Assemble the Casserole:
- Preheat the oven to 375 degrees F.
- Transfer the cooked and dried green beans to a large (13” x 9”) casserole dish and drizzle with avocado oil and sea salt. Use your hands to toss everything together until all of the beans are coated with oil.
- Transfer the sauce mixture to the casserole dish and stir well until the beans are well-coated in sauce.
- Evenly distribute the caramelized onions over the green beans. Transfer the casserole dish to the pre-heated oven and bake for 20 to 25 minutes, until the casserole is fragrant.
- Chop the bacon and sprinkle the crumbles over the casserole.
Nutrition Information:
Yield: 12 Serving Size: 1 gramsAmount Per Serving: Unsaturated Fat: 0g
Tanya
Thursday 17th of December 2020
Any suggestions for an alternative to the almond flour. Unfortunately we have a nut allergy in my family. Thanks!

→ **Given request 1**:
Summarize the casserole instructions in two sentences.
→ **Given request 2**:
Copy out the part of the rows that opens with the line containing "the man with" and closes with the line containing "x=594, y=366".
The rows that come next have no connection to the casserole instructions.

→ **Material provided**:

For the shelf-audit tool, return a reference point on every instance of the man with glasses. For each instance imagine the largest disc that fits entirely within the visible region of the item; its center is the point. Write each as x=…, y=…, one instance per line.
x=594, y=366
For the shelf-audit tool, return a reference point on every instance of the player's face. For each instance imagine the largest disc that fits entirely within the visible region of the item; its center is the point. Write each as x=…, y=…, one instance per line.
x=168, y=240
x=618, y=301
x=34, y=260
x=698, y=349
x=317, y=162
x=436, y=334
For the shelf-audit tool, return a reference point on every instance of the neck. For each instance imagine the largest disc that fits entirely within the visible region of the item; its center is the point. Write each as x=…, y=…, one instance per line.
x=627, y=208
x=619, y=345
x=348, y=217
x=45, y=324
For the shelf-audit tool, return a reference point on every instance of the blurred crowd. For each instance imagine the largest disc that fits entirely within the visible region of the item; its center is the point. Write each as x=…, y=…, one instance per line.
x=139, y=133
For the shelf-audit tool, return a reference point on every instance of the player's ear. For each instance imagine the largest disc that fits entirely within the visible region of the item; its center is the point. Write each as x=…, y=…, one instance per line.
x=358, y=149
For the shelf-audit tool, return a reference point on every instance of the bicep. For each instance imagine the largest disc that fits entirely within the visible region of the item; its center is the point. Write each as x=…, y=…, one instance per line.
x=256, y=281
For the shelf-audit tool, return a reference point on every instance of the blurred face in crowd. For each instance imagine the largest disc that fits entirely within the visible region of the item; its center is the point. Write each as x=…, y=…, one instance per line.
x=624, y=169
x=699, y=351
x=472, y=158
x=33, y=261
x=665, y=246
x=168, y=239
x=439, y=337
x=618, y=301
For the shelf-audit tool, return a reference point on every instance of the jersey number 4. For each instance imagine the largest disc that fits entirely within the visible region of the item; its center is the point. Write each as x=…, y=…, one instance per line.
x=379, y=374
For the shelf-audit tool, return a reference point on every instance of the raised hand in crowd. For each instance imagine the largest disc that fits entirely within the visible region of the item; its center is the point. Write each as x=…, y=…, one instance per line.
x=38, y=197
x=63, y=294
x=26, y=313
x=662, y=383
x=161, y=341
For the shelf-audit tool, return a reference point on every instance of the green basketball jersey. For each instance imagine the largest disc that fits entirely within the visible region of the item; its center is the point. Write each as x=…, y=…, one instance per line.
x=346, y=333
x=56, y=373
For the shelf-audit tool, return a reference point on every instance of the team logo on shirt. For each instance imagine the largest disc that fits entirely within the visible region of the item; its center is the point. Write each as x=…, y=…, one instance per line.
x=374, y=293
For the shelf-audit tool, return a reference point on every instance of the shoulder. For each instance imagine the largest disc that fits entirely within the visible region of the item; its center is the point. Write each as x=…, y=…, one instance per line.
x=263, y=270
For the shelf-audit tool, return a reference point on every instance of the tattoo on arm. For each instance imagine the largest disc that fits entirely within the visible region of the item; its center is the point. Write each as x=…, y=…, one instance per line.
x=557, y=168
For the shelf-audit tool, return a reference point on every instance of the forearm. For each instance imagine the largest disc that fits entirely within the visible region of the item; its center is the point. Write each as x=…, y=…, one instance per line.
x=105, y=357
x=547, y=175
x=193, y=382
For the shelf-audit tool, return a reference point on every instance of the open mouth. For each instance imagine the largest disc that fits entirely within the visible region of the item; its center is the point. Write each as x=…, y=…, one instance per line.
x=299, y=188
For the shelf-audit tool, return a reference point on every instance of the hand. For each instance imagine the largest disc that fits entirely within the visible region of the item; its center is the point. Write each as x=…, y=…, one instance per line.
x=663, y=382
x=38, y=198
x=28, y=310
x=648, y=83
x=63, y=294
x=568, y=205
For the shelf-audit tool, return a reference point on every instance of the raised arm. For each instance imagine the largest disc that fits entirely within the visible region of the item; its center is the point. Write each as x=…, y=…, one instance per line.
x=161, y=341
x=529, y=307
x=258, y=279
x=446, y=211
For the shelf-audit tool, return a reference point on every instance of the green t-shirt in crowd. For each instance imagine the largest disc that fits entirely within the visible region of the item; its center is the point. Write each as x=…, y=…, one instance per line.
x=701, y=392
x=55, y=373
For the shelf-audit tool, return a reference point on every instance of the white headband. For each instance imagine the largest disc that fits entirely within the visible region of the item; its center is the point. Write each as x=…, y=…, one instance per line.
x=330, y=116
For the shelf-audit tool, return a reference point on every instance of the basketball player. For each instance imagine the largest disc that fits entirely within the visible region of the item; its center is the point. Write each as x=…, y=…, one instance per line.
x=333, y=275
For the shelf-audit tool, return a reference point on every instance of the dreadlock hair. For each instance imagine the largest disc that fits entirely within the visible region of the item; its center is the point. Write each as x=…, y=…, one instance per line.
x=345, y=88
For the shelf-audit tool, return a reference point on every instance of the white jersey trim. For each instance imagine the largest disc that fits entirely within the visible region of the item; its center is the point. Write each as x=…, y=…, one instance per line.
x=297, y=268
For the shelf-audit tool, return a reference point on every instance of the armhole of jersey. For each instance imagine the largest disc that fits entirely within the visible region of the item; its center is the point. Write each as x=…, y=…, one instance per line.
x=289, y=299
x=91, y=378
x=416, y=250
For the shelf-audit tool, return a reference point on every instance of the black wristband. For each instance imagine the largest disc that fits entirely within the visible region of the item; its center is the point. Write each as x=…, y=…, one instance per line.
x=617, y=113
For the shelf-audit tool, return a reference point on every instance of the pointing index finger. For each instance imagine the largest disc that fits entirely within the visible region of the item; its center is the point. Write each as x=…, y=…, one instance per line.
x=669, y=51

--

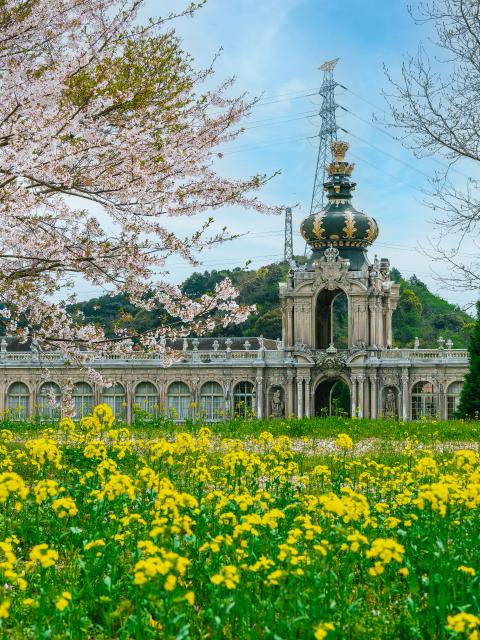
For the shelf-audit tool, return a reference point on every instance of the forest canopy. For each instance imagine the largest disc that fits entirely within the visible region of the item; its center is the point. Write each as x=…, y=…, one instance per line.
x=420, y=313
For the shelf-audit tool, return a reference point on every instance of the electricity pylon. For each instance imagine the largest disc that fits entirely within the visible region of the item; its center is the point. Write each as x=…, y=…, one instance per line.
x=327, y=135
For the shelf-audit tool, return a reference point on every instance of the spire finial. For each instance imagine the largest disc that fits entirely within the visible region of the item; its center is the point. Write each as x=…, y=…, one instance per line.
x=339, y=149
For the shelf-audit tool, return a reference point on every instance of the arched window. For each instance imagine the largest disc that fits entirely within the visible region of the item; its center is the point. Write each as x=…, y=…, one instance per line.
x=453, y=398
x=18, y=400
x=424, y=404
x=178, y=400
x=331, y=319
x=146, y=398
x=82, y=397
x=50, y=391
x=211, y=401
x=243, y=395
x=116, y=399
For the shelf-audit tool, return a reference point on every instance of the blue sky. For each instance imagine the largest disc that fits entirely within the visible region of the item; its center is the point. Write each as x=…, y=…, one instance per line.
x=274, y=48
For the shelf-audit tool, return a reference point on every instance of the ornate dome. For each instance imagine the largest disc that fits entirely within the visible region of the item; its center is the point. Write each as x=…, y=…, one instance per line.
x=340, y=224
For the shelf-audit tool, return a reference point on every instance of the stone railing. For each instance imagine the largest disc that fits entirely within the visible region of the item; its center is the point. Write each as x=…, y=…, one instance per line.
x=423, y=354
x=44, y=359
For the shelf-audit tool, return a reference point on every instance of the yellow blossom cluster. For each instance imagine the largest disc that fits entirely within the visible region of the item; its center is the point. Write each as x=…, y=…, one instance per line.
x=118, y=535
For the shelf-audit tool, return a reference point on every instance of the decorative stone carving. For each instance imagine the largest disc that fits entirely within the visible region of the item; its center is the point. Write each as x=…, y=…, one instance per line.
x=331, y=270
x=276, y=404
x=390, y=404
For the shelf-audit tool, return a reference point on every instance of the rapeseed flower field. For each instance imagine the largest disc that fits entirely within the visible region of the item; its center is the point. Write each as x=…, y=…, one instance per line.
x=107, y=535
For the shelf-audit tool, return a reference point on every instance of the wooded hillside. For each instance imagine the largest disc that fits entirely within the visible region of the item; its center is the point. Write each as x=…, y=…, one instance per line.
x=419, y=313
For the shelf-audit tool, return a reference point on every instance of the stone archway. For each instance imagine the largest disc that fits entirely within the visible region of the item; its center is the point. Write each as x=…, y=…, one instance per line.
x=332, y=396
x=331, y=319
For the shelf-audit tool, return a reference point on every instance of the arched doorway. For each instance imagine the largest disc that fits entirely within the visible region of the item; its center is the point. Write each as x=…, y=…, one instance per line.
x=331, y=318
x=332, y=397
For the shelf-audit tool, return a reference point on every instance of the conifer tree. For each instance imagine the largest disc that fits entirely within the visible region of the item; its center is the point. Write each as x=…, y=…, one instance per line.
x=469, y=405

→ **Full output 1**:
Cooked and dried green beans are placed in a large casserole dish, tossed with avocado oil and sea salt, and stirred with the sauce mixture while the oven preheats to 375 degrees F. Caramelized onions are spread over the beans, the dish bakes for 20 to 25 minutes until fragrant, and chopped bacon is sprinkled on top.

→ **Full output 2**:
For the shelf-audit tool, return a reference point on every instance of the man with glasses. For each instance imagine the largest disc that fits entirely within the visible region of the item; its center is the point. Write each as x=…, y=…, one instance per line.
x=594, y=366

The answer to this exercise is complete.